** start of Dataset **
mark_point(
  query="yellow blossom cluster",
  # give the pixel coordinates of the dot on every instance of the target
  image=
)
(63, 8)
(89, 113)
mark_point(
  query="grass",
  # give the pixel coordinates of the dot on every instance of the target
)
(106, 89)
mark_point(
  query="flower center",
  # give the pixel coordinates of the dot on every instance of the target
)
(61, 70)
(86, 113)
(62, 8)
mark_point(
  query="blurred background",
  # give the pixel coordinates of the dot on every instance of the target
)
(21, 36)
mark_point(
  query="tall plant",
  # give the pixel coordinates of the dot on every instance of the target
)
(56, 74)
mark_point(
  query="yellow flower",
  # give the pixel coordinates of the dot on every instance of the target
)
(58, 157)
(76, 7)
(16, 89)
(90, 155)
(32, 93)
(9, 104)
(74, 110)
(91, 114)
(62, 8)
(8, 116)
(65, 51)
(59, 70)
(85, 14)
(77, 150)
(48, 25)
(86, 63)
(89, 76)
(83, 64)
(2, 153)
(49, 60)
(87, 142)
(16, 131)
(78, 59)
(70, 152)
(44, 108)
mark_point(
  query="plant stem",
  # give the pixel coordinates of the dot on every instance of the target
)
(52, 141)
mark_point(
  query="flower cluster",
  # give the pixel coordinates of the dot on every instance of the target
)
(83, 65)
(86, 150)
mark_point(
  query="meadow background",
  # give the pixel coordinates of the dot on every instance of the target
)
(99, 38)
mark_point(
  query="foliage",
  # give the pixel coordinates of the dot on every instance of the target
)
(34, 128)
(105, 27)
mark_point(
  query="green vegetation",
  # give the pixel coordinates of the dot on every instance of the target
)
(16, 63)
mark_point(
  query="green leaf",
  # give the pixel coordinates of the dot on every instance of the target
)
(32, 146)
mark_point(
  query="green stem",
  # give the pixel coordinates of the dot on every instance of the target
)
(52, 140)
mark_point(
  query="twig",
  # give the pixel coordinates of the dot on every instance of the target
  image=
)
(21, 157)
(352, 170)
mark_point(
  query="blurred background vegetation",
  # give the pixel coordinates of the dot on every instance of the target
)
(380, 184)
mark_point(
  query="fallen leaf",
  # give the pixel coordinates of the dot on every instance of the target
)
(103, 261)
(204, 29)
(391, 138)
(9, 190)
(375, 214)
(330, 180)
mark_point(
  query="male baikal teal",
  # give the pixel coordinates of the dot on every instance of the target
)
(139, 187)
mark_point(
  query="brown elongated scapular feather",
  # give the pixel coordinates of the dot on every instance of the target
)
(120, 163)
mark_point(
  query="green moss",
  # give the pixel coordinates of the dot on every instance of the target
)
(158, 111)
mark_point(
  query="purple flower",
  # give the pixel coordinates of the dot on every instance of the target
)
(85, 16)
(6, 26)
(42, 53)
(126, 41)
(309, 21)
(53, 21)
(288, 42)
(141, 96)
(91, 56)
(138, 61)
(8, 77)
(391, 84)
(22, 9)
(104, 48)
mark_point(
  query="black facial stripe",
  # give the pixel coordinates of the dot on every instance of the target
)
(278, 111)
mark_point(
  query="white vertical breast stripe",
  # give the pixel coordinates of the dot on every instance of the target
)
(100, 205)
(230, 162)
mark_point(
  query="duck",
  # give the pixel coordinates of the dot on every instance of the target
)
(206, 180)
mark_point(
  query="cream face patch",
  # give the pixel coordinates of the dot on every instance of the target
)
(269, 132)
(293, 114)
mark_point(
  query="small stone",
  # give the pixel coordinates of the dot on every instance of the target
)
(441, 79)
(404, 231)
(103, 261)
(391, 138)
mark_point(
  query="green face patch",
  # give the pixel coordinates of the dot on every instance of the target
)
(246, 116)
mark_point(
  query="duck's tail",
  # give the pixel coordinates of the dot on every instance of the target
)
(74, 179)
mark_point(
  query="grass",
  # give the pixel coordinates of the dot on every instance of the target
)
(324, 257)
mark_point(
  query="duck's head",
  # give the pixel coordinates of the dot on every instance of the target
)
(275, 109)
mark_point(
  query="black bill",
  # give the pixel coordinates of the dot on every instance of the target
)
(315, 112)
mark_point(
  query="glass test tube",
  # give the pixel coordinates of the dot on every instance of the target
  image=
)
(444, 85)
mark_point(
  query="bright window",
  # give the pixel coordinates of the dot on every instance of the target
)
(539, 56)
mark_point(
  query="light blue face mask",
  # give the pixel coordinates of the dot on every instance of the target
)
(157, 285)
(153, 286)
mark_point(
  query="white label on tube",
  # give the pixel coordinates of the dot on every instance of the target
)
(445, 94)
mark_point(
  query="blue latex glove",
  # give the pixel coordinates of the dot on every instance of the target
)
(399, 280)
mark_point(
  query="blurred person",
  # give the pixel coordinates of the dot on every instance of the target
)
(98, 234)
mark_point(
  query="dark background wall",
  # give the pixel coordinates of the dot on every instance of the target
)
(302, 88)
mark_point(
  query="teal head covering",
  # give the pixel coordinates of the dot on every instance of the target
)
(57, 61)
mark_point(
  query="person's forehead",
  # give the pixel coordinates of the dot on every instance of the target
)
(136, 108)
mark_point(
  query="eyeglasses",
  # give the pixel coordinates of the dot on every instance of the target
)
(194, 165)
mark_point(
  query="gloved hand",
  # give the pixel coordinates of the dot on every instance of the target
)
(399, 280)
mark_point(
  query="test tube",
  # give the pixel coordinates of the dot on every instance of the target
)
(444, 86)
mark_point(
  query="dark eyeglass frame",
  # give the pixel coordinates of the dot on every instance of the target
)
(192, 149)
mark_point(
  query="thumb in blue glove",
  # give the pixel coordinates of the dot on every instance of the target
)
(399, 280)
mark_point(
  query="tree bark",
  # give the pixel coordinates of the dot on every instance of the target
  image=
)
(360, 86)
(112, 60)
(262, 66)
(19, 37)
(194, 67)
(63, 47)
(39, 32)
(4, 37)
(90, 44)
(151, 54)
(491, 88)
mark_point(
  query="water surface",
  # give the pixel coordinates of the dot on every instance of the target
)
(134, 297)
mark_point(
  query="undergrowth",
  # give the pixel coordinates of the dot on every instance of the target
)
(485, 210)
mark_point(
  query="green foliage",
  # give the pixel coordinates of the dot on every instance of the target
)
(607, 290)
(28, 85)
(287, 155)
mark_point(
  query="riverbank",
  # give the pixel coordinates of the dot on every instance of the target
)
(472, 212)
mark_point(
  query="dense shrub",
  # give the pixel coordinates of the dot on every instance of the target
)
** end of Dataset **
## Given exercise:
Extract the entries above verbatim.

## Expected answer:
mark_point(
  query="yellow blossom cluster",
  # give the pixel coordinates of the dot on every instance of the target
  image=
)
(63, 8)
(89, 113)
mark_point(
  query="grass",
  # give the pixel coordinates of the dot on every instance of the target
)
(106, 89)
mark_point(
  query="flower center",
  # give the pixel coordinates of the dot on every instance of the target
)
(61, 70)
(86, 113)
(62, 8)
mark_point(
  query="blurred background",
  # give the pixel coordinates of the dot on every instance of the target
)
(21, 36)
mark_point(
  query="tall plant",
  # give the pixel coordinates of the dot on every instance of the target
)
(56, 74)
mark_point(
  query="yellow flower",
  # give the pixel coordinates of the dot on every instance of the target
)
(58, 157)
(76, 7)
(16, 89)
(90, 155)
(32, 93)
(9, 104)
(74, 110)
(91, 114)
(62, 8)
(8, 116)
(65, 51)
(59, 70)
(85, 14)
(77, 150)
(48, 25)
(86, 63)
(89, 76)
(83, 64)
(2, 153)
(49, 60)
(87, 142)
(16, 131)
(78, 59)
(70, 152)
(44, 108)
mark_point(
  query="plant stem",
  # give the pixel coordinates of the dot on every instance of the target
)
(52, 141)
mark_point(
  query="flower cluster",
  # give the pixel coordinates of the dot on every instance of the target
)
(83, 65)
(86, 150)
mark_point(
  query="meadow background",
  # give the pixel coordinates of the dot on every instance of the target
)
(99, 38)
mark_point(
  query="foliage",
  # give the pixel coordinates of the dot on every instance of the target
)
(34, 128)
(105, 27)
mark_point(
  query="green vegetation",
  # give the pixel coordinates of the dot on every instance of the target
)
(16, 63)
mark_point(
  query="green leaf",
  # give the pixel coordinates of the dot on every instance of the target
)
(32, 146)
mark_point(
  query="green stem",
  # give the pixel coordinates of the dot on every instance of the target
)
(52, 140)
mark_point(
  query="twig",
  # give the pixel coordinates of the dot on every instance of the target
  image=
)
(21, 157)
(352, 170)
mark_point(
  query="blurred background vegetation",
  # give the pixel coordinates of the dot on every instance of the target
)
(380, 184)
mark_point(
  query="fallen leaf",
  # give the pixel coordinates of the dot on every instance of the target
)
(103, 261)
(204, 29)
(391, 138)
(9, 190)
(375, 214)
(330, 180)
mark_point(
  query="male baikal teal",
  # give the pixel coordinates of the dot on every instance of the target
)
(139, 187)
mark_point(
  query="brown elongated scapular feather",
  # give the pixel coordinates of the dot on every instance of the target
)
(120, 163)
mark_point(
  query="green moss",
  # give the pixel coordinates of the dot on every instance of the target
)
(158, 111)
mark_point(
  query="purple flower",
  # give the pixel coordinates of the dot on every instance of the target
)
(85, 16)
(6, 26)
(42, 53)
(126, 41)
(309, 21)
(53, 21)
(288, 42)
(141, 96)
(91, 56)
(138, 61)
(8, 77)
(391, 84)
(22, 9)
(104, 48)
mark_point(
  query="black facial stripe",
  # give the pixel coordinates of the dot on every instance of the target
)
(278, 111)
mark_point(
  query="white vertical breast stripe",
  # give the pixel coordinates of the dot on every instance of the target
)
(100, 205)
(230, 162)
mark_point(
  query="duck",
  # give the pixel coordinates of the dot on every instance of the target
)
(206, 180)
mark_point(
  query="cream face patch",
  # give the pixel coordinates of the dot on every instance of the target
)
(269, 132)
(293, 114)
mark_point(
  query="small stone",
  # give the pixel coordinates of the dot on every instance of the target
)
(441, 79)
(404, 231)
(103, 261)
(391, 138)
mark_point(
  query="green face patch",
  # give the pixel coordinates of the dot on every instance of the target
)
(246, 116)
mark_point(
  query="duck's tail",
  # give the pixel coordinates of the dot on every instance of the target
)
(74, 179)
mark_point(
  query="grass",
  # give the pixel coordinates of the dot on every instance of the target
)
(324, 257)
mark_point(
  query="duck's head",
  # give the pixel coordinates of the dot on every instance of the target
)
(275, 109)
mark_point(
  query="black bill",
  # give the pixel coordinates of the dot on every instance of the target
)
(315, 112)
mark_point(
  query="glass test tube",
  # give the pixel coordinates of the dot on every instance of the target
  image=
)
(444, 85)
mark_point(
  query="bright window",
  # give the pixel coordinates of the dot on every instance of the target
)
(539, 56)
mark_point(
  query="light blue face mask",
  # give the pixel coordinates of the dot on every instance of the target
)
(157, 285)
(153, 286)
mark_point(
  query="white label on tube",
  # give the pixel coordinates of the dot on every instance of the target
)
(445, 94)
mark_point(
  query="blue latex glove",
  # give the pixel coordinates of the dot on every instance of the target
)
(399, 280)
mark_point(
  query="blurred person",
  # give the pixel coordinates of the dot on every instance of the target
)
(98, 234)
mark_point(
  query="dark background wall",
  # give the pixel coordinates of the dot on every instance of the target
)
(302, 88)
mark_point(
  query="teal head covering",
  # give the pixel coordinates of the dot on every instance of the target
)
(57, 61)
mark_point(
  query="person's forehead",
  # give the pixel coordinates of the dot on every instance of the target
)
(136, 108)
mark_point(
  query="eyeglasses",
  # give the pixel coordinates of the dot on every instance of the target
)
(194, 165)
mark_point(
  query="gloved hand",
  # give the pixel coordinates of the dot on every instance of the target
)
(399, 280)
mark_point(
  query="test tube",
  # give the pixel coordinates of the dot on every instance of the target
)
(444, 86)
mark_point(
  query="dark eyeglass frame",
  # give the pixel coordinates of the dot on every instance of the target
)
(192, 149)
mark_point(
  query="thumb in blue glove",
  # give the pixel coordinates of the dot on every instance of the target
)
(399, 280)
mark_point(
  query="tree bark",
  # give the pixel coordinates of the dot on every instance of the target
  image=
)
(360, 86)
(112, 60)
(262, 66)
(19, 37)
(194, 67)
(63, 47)
(39, 32)
(4, 37)
(90, 44)
(151, 54)
(491, 88)
mark_point(
  query="water surface",
  # give the pixel coordinates of the dot on every instance of the target
)
(134, 297)
mark_point(
  query="undergrowth",
  # give the pixel coordinates of the dot on every instance of the target
)
(485, 210)
mark_point(
  query="green foliage",
  # give the pixel coordinates of the dot on every instance of the target
)
(607, 290)
(28, 85)
(287, 155)
mark_point(
  query="riverbank",
  # give the pixel coordinates of the dot on every instance of the target
)
(472, 212)
mark_point(
  query="dense shrub",
  # give the pixel coordinates of the dot on every instance of the target
)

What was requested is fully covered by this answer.